— BEGIN —

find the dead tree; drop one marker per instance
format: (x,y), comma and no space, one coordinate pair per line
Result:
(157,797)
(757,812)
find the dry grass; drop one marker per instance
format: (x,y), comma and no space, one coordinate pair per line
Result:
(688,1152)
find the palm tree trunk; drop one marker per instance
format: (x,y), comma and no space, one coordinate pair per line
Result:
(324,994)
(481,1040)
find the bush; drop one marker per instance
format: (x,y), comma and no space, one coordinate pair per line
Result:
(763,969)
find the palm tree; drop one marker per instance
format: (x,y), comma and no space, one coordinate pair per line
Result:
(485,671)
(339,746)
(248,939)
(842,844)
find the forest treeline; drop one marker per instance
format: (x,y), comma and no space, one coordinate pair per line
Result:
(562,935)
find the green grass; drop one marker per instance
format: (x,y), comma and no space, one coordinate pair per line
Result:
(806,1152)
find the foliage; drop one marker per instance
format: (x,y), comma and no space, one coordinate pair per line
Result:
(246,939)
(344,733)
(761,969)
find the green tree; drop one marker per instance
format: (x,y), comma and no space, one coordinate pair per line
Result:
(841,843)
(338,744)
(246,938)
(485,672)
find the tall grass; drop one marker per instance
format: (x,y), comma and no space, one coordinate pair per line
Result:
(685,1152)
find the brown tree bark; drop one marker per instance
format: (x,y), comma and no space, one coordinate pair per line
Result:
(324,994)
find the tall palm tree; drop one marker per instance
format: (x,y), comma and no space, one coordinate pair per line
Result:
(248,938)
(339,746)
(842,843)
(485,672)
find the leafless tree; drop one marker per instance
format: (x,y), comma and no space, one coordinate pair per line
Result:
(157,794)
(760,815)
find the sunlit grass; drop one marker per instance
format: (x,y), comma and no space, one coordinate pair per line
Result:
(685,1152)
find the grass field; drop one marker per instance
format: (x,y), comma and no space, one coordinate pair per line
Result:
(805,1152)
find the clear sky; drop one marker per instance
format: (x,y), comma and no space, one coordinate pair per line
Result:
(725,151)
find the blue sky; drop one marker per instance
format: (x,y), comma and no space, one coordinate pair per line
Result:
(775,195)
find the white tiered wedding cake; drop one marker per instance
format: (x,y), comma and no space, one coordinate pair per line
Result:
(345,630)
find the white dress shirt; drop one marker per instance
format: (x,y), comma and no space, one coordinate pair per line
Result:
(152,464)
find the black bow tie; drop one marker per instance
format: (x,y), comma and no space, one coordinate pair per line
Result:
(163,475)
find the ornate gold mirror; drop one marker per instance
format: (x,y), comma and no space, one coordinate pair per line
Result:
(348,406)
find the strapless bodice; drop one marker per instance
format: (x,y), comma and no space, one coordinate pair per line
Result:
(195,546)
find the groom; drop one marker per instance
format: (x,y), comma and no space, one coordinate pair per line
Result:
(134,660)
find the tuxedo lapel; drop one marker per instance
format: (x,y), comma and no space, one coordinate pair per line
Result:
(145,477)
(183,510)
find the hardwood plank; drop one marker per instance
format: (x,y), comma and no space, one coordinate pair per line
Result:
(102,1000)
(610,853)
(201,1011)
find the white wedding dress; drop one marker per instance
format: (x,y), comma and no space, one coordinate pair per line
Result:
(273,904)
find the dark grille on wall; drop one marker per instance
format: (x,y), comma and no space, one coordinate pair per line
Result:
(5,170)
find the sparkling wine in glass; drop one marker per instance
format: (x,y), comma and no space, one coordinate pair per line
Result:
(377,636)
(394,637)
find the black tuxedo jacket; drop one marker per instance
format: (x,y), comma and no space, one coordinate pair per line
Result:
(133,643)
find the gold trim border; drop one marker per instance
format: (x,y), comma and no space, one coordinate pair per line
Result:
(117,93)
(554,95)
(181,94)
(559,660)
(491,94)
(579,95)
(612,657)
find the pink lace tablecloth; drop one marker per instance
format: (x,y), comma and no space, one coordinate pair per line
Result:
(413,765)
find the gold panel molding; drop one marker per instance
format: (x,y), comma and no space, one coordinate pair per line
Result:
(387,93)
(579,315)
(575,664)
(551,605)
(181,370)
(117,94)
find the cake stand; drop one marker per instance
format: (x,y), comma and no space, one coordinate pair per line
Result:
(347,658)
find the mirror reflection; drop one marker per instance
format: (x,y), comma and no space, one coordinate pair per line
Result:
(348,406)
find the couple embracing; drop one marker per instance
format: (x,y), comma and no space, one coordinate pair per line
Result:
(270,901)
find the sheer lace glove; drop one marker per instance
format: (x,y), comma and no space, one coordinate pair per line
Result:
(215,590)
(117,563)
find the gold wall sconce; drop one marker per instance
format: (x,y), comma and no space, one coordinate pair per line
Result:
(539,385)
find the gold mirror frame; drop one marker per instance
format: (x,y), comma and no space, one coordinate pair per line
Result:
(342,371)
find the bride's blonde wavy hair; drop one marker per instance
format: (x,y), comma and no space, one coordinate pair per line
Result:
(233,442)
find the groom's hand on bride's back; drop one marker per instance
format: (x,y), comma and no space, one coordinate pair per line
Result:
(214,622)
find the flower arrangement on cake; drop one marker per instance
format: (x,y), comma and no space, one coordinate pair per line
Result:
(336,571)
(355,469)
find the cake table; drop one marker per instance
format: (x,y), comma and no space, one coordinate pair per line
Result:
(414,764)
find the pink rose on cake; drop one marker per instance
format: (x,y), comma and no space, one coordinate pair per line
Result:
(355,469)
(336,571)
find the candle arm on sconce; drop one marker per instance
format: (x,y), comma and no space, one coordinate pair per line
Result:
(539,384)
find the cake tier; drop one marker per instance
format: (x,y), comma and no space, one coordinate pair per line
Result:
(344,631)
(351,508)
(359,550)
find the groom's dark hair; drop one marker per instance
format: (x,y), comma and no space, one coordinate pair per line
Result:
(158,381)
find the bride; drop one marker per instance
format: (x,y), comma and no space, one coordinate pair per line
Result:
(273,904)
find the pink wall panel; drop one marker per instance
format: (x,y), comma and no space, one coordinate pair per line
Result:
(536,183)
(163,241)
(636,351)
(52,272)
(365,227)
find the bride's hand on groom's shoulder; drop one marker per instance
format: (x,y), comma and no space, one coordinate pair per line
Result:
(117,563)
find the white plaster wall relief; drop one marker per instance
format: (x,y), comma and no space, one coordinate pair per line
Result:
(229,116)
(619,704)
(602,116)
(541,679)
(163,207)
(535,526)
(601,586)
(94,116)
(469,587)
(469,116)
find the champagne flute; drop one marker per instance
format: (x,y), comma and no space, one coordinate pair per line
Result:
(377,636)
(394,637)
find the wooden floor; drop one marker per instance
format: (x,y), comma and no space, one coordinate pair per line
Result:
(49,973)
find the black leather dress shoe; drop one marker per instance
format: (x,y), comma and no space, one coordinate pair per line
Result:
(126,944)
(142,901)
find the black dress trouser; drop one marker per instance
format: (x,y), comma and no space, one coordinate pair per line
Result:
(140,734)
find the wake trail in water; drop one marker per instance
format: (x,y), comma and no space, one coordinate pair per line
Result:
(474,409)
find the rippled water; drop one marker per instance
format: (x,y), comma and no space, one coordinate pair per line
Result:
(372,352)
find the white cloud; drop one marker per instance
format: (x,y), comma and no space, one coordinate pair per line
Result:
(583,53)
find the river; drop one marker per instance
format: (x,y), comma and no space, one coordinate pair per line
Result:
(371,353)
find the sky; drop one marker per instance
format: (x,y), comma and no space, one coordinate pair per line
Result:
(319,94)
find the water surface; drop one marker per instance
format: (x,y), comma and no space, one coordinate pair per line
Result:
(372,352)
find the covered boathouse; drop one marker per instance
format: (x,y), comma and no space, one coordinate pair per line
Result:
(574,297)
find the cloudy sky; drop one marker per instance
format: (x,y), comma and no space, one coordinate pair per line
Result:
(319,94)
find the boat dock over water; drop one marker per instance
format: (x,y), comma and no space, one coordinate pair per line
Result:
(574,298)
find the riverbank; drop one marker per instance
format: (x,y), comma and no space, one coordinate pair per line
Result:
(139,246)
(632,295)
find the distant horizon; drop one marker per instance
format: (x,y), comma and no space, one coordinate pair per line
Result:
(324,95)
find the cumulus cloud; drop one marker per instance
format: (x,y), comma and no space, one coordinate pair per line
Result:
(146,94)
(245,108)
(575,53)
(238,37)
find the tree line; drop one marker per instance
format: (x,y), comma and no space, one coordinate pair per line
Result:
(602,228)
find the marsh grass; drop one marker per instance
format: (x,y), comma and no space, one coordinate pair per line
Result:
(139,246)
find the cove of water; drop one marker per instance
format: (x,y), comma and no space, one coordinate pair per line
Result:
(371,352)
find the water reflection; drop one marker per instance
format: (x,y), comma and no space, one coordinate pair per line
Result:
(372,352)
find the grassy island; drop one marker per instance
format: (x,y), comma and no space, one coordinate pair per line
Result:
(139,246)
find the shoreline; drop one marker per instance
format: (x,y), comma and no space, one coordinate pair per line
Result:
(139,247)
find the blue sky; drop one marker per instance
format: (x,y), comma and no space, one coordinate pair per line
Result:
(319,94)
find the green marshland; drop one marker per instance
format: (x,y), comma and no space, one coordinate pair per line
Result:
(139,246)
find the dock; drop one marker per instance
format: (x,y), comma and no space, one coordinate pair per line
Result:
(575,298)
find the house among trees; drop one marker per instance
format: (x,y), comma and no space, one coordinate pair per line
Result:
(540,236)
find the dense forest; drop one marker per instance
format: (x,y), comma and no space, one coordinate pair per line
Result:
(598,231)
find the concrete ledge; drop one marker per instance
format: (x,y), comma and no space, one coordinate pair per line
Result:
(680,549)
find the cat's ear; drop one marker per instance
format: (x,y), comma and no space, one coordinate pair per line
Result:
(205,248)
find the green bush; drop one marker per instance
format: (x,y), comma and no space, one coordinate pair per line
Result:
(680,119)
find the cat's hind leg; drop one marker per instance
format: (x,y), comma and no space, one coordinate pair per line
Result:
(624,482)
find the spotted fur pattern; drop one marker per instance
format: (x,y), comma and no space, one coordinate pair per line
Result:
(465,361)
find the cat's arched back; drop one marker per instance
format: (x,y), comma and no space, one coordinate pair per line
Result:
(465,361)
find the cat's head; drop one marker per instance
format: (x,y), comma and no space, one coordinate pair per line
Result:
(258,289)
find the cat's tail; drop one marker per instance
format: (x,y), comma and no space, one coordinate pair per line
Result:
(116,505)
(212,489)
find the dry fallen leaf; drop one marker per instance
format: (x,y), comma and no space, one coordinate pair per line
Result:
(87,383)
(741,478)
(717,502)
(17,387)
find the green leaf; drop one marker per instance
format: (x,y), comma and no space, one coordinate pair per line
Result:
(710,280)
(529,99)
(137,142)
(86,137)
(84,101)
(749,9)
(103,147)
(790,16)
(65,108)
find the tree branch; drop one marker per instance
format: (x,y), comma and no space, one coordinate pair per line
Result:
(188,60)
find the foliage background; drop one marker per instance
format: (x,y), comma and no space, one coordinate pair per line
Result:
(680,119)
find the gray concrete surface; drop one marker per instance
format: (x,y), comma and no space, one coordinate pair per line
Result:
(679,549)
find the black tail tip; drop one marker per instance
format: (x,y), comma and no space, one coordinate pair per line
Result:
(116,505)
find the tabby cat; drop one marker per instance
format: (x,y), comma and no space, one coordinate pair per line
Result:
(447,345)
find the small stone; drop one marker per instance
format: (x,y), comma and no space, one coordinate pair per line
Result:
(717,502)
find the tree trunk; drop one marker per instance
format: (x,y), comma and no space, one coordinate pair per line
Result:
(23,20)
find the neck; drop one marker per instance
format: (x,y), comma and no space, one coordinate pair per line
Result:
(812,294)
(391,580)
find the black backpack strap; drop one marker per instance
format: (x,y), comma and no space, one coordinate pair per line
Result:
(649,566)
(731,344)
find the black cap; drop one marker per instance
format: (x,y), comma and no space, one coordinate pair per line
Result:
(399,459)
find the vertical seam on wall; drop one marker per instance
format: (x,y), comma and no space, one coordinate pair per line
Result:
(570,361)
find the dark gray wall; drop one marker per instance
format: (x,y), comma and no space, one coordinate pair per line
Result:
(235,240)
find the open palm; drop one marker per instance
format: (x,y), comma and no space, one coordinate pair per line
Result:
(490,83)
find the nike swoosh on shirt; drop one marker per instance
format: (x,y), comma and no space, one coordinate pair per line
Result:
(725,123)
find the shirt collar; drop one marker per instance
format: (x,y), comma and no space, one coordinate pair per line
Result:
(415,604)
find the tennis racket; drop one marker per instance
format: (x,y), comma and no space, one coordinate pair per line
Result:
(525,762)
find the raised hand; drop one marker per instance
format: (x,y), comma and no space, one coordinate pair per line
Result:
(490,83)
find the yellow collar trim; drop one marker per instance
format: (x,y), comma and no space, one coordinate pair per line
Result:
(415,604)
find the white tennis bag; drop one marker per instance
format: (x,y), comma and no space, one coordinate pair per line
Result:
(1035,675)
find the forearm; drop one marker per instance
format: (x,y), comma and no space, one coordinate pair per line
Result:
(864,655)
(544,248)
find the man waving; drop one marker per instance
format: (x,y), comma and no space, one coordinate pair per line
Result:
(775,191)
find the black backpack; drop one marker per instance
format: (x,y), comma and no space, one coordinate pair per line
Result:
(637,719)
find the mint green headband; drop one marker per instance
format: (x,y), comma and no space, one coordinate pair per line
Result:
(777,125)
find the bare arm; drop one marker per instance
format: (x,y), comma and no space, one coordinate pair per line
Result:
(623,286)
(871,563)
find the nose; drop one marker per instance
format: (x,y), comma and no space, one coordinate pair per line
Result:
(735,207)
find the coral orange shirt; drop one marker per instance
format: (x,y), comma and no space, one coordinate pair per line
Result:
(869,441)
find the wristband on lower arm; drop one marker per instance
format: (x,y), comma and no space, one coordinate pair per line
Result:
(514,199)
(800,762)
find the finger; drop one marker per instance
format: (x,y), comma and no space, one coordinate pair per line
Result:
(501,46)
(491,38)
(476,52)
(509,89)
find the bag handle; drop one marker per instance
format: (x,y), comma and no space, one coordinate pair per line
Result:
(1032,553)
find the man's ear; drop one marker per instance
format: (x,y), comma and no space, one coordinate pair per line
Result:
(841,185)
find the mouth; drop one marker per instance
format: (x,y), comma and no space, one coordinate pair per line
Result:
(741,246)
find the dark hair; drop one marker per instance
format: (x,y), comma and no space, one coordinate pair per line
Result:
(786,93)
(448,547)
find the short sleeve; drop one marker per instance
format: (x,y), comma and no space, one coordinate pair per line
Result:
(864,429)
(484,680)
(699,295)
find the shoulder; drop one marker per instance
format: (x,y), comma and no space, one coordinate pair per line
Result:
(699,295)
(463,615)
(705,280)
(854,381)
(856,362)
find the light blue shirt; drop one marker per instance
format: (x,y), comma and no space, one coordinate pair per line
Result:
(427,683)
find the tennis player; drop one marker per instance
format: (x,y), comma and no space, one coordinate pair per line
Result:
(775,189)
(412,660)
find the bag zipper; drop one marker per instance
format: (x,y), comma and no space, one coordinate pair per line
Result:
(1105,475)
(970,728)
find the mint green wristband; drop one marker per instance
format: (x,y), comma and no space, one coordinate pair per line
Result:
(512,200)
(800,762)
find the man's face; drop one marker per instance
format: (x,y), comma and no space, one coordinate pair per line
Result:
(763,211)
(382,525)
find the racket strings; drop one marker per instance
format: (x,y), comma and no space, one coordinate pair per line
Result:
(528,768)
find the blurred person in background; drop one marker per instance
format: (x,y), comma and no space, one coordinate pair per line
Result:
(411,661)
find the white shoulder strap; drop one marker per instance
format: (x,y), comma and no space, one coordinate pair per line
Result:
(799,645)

— END —

Task objective => Exactly reproduce the lines beginning with the one that contains "find the finger; drop one marker per instance" and ending with the last line of the material, both included. Leave out everything else.

In response =>
find the finger; drop one marker per instance
format: (x,y), comma and no space, one coordinate pair per line
Result:
(501,46)
(491,38)
(476,52)
(509,89)
find the bag handle; drop one marker per instance
format: (x,y), comma and no space, one coordinate pair per line
Result:
(1032,553)
find the man's ear; drop one marker per instance
format: (x,y), comma and no space, one coordinate pair per line
Result:
(841,185)
find the mouth; drop one marker per instance
format: (x,y), comma and no space, one coordinate pair per line
Result:
(741,246)
find the dark hair; drop one marker per instance
format: (x,y), comma and no space, one coordinate pair per line
Result:
(786,93)
(448,547)
find the short sleeve; drop one marker per instance
format: (x,y), comma and no space, one coordinate pair per line
Result:
(864,429)
(484,680)
(699,295)
find the shoulder; drop one marker per instance
format: (x,y), comma and no space, one coordinate pair per line
Result:
(699,295)
(463,615)
(705,280)
(854,381)
(856,362)
find the light blue shirt; drop one marker per instance
format: (x,y), comma and no space, one coordinate pair per line
Result:
(427,683)
find the tennis player; drop one marker per instance
format: (x,y), comma and no space, one coordinate pair per line
Result:
(775,189)
(412,660)
find the bag zipper; drop one marker per instance
format: (x,y), comma and no space, one coordinate pair per line
Result:
(1105,475)
(970,728)
find the mint green wristband; drop one marker per instance
format: (x,y), comma and no space, one coordinate pair per line
Result:
(512,200)
(800,762)
find the man's face; drop one marker per instance
format: (x,y), comma and no space, one coordinate pair per line
Result:
(763,211)
(382,525)
find the racket strings; drop one marker per instance
format: (x,y), comma and no space, one coordinate pair per line
Result:
(528,768)
find the blurred person in background; drop one marker per instance
format: (x,y), comma and no space, one coordinate pair per line
Result:
(411,661)
find the white shoulder strap; drop one marker per instance
format: (x,y), comma and no space, one coordinate pair per line
Result:
(799,645)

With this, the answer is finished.